*PROBLEM DETAILS*: Below are the records; reproduce all of them exactly but without any images.

*TASK INPUTS*:
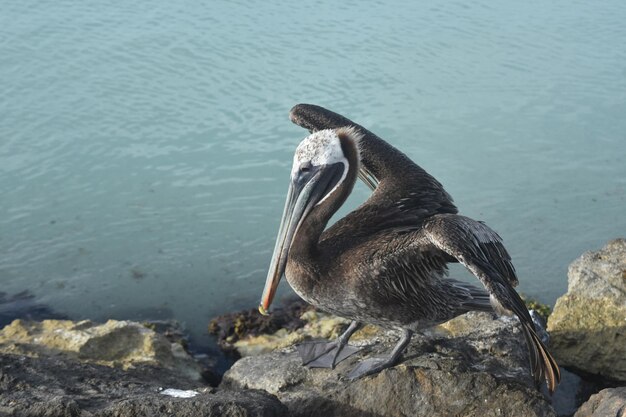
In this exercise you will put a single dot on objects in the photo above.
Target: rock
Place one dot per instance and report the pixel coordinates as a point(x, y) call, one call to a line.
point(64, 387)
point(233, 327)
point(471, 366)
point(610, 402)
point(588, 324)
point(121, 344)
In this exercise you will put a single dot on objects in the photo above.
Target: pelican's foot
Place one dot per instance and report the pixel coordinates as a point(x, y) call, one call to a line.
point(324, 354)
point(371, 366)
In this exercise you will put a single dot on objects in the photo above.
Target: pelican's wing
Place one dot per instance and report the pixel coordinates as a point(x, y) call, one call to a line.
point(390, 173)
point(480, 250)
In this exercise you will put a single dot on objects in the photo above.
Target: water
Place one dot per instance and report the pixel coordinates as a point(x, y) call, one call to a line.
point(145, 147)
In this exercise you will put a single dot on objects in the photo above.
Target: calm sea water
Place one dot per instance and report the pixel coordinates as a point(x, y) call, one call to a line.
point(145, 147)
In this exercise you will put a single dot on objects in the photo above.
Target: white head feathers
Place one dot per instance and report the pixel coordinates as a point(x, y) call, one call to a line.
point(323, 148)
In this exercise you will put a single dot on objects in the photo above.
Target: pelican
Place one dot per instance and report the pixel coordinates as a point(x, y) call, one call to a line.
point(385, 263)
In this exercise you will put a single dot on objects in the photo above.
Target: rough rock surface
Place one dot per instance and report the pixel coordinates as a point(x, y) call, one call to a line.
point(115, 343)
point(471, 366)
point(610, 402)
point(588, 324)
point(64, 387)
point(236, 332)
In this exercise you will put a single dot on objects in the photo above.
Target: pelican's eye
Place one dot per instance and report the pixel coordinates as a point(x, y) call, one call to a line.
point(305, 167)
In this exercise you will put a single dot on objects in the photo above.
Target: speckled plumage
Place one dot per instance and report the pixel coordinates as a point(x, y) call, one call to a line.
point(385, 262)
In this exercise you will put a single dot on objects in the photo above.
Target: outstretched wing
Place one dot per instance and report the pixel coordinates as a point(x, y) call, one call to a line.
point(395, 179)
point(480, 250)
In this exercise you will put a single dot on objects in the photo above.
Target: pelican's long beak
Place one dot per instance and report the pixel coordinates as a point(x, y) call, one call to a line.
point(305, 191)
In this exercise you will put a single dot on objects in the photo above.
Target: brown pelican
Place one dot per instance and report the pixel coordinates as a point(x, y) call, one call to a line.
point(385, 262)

*ANSWER SPACE*:
In this exercise you will put a single dot on objects in the photo above.
Target: rock
Place one dot per instance and report the pixel coordinates as a point(x, y) call, one call to a line.
point(64, 387)
point(233, 327)
point(471, 366)
point(610, 402)
point(588, 324)
point(121, 344)
In this exercise you will put a single dot on objects in the photo above.
Target: pelican's foot
Place one dot per instance and report the pixel coordinates as a point(x, y) call, one call to a line.
point(324, 354)
point(371, 366)
In this exercise you will put a single dot on objects in the photo above.
Target: pelican's wing
Place one dot per instance and report the pixel coordinates as a point(x, y) call, one call to a line.
point(390, 173)
point(480, 250)
In this exercise you will put a single dot on objects in the photo above.
Target: water
Place one dot per instance and report the pixel coordinates as a point(x, y) call, one call to a line.
point(145, 147)
In this exercise you will put a single dot on objects in the photo above.
Target: calm sea water
Place one dot per instance and report the pixel coordinates as a point(x, y) call, one call to a line.
point(145, 147)
In this exercise you will put a single dot on objects in the photo above.
Target: white head feathers
Place one dot per instance and report the pixel coordinates as a point(x, y) call, one call to a line.
point(323, 148)
In this exercise you will put a single dot on objects in the photo above.
Target: pelican
Place one dot per instance and report the pixel coordinates as a point(x, y) call, one call to a line.
point(385, 263)
In this exercise you will put a single dot on objects in the photo above.
Target: rough rock surface
Place one dot per instance and report the pixel coordinates as a point(x, y) call, one call to a line.
point(115, 343)
point(471, 366)
point(610, 402)
point(588, 324)
point(64, 387)
point(236, 332)
In this exercise you will put a single dot on objects in the photo above.
Target: pelican's eye
Place one dot per instance and report the pixel coordinates as a point(x, y) call, one call to a line.
point(305, 167)
In this exercise you will put a single dot on objects in the photo above.
Target: speckled plumage
Place one dot per instance and report the pixel coordinates as a point(x, y) call, one call to a line.
point(385, 262)
In this exercise you will put a single dot on objects in the photo above.
Target: outstretched wing
Place one dot per instance and report the pixel coordinates as a point(x, y) call, one call to a line.
point(395, 179)
point(480, 250)
In this exercise you will put a single dot on objects in the photo above.
Target: pelican's long beak
Place one dot per instance and report the pixel coordinates as a point(x, y) call, one call to a line.
point(305, 191)
In this exercise you will put a single dot on objects in the photo above.
Target: brown pelican
Place one dot per instance and report the pixel coordinates as a point(x, y) call, one call to a line.
point(385, 262)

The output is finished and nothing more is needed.